◆ **Exercise requirements**: Please carry on the piece about the film Like Me below, starting right after its final sentence.

##### Text shown

Robert Mocklers film Like Me explores the extent of our need to be liked on social media and the isolation behind it.
We are social creatures, so even if we say we don’t care about what other people think, to a certain degree there are some opinions we do consider since a big part of our lives depends on the way we’re perceived by others. If not, why would we care about first impressions or about following certain rules? Nonetheless, there are people capable of doing anything –and I mean anything– just to be accepted and liked by others. From simple things like changing their looks, to even risking their well-being and that of others. We don’t have to search too much to find examples of this behavior. Just think of all those silly "challenges" that keep popping up in the internet like the recent Tide pod challenge. I’m sure that some people did it because of the lethal combination of curiosity and lack of common sense. However, many others did it knowing the risks just to get more views on their YouTube channel or of course, Facebook likes, which is even worse. How did we as a society reach this point where we’re willing to do extreme things just to get a virtual sign of approval from anonymous strangers? Are we that desperate for validation?
These are some of the questions raised in Robert Mockler’s film Like Me, featuring Addison Timlin as Kiya, a lonely girl and artist who starts committing crimes and recording them after she uploads a video of her robbing a store and it becomes viral. Sure, the situation that’s presented in the movie takes this desperation for likes and virtual approval to the extreme. Nonetheless, the core of the movie is a very real problem we deal with today. Although we don’t know much about the protagonist’s background, we see how her isolation is “eased” with the attention she receives from her viral crime videos. The views and likes become a drug for her, and she starts committing worse and worse crimes, unable to fill that void that she yearns to make disappear.
Talking about drugs, the main character and those around her are shown consuming them, and the esthetics of the film reflect their trippy effects. As we witness her falling in a downward spiral, the colors and the ambiance of the scenes accentuate the tone of the film and make us feel like witnesses of the character’s downfall. The likes keep coming, the numbers keep growing, and yet she’s becoming numb to them. She needs more and more. In the end, the viralization of her videos doesn’t replace the emptiness that only true human bonding can fill.

##########
##### Source data

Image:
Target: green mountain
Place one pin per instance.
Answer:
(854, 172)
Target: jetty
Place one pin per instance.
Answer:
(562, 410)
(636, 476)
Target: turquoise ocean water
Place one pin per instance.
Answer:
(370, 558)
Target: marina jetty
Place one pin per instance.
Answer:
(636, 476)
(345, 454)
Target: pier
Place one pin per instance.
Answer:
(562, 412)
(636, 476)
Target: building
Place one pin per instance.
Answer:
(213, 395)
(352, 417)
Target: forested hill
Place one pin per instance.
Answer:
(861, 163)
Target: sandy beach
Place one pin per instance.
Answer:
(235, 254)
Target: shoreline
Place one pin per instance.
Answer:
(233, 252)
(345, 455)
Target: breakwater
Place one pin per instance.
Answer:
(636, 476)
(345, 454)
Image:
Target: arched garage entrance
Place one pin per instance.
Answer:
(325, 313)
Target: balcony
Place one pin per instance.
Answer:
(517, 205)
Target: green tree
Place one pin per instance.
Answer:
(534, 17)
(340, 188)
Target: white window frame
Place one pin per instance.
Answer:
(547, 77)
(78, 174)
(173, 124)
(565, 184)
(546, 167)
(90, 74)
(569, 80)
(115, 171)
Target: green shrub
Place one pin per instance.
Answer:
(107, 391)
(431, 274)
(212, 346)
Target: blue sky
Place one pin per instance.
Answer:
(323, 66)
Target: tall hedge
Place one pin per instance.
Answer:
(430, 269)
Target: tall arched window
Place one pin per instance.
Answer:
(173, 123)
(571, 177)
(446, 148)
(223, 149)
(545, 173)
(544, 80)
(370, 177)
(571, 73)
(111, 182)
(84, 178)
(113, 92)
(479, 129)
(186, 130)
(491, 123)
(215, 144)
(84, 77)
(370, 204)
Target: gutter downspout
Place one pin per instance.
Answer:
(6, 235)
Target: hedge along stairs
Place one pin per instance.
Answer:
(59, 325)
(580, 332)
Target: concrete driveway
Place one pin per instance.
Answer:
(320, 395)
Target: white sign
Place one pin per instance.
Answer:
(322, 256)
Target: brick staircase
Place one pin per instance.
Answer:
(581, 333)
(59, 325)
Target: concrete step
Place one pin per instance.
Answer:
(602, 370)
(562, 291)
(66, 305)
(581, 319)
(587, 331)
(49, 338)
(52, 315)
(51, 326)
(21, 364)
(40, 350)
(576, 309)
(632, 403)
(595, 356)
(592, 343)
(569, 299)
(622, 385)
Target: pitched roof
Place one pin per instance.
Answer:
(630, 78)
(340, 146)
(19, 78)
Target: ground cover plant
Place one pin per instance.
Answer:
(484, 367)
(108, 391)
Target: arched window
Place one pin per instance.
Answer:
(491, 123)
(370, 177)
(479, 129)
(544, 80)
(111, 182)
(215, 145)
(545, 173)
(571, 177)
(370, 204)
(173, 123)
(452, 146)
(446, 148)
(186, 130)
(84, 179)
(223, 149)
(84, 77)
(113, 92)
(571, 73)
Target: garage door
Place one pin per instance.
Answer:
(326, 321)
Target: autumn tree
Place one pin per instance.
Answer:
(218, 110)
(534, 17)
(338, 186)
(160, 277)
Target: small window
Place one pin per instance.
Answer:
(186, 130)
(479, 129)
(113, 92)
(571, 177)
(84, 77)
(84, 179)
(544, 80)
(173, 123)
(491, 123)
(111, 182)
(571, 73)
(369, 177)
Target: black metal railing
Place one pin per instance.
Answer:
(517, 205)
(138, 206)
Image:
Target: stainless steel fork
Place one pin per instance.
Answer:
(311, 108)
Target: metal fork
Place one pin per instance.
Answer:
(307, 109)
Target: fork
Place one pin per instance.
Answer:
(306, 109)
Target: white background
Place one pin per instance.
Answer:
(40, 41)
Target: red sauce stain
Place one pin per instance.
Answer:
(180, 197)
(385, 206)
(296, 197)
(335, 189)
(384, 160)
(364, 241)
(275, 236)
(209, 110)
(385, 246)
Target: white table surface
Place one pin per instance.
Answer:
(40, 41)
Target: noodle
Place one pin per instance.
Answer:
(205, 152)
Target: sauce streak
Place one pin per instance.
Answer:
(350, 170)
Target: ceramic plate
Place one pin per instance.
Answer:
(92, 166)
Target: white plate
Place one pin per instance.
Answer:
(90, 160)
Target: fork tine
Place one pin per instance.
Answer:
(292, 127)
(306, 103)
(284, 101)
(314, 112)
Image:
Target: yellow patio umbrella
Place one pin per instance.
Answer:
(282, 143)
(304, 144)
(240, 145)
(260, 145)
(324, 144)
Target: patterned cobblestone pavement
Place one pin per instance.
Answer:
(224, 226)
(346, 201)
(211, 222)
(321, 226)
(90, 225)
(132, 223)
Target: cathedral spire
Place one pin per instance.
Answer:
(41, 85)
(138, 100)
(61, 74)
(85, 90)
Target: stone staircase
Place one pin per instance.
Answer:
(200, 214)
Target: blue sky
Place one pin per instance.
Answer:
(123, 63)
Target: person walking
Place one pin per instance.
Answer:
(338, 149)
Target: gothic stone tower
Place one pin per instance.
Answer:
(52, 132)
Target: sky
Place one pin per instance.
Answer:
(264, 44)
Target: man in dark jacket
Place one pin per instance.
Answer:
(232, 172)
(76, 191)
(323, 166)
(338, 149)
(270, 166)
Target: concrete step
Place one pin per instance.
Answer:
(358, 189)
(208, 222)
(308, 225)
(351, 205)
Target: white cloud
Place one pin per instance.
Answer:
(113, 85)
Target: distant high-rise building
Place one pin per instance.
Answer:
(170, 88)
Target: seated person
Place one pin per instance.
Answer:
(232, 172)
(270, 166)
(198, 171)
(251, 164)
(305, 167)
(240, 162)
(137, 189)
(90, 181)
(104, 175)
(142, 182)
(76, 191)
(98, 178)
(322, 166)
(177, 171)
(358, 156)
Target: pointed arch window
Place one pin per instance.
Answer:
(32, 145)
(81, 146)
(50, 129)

##########

◆ **Response to the exercise**:
The confronting quality of the movie, however, has to do with the fact that it puts in front of us a mirror of an ugly side of ourselves too. I’m not just talking about the fear of loneliness that might lead us to do anything just to be liked, but the fact that the audience is the one providing those void likes or views and approving of damaging behaviors. This is not so different from witnessing gladiators being butchered in the Roman circus, but now a screen protects us and makes the suffering seem as unreal and foreign, that’s beyond our reach, so we shouldn’t real care about it. These dynamics block us from seeing the true human of flesh and blood that’s on the other side of the screen, that’s desperate for an attention (and affection in some cases) that we’re not really giving them. So, in the end, that isolation comes from both sides and is twice as harmful.
If you decide to give the movie a try and watch it, and then ask yourself, why do you upload the things you do in your social media? Do you do it for the likes? As ugly as it sounds, do you think someone really cares about it? Now, I don’t say this, so that you go home and delete your social media, give up on technology, and try to live as our great-grandparents did. However, I do invite you to be more aware about the things you upload and their purpose, so technology will become a tool to make us closer instead of a wall that isolates us with the illusion that we’re connecting with others.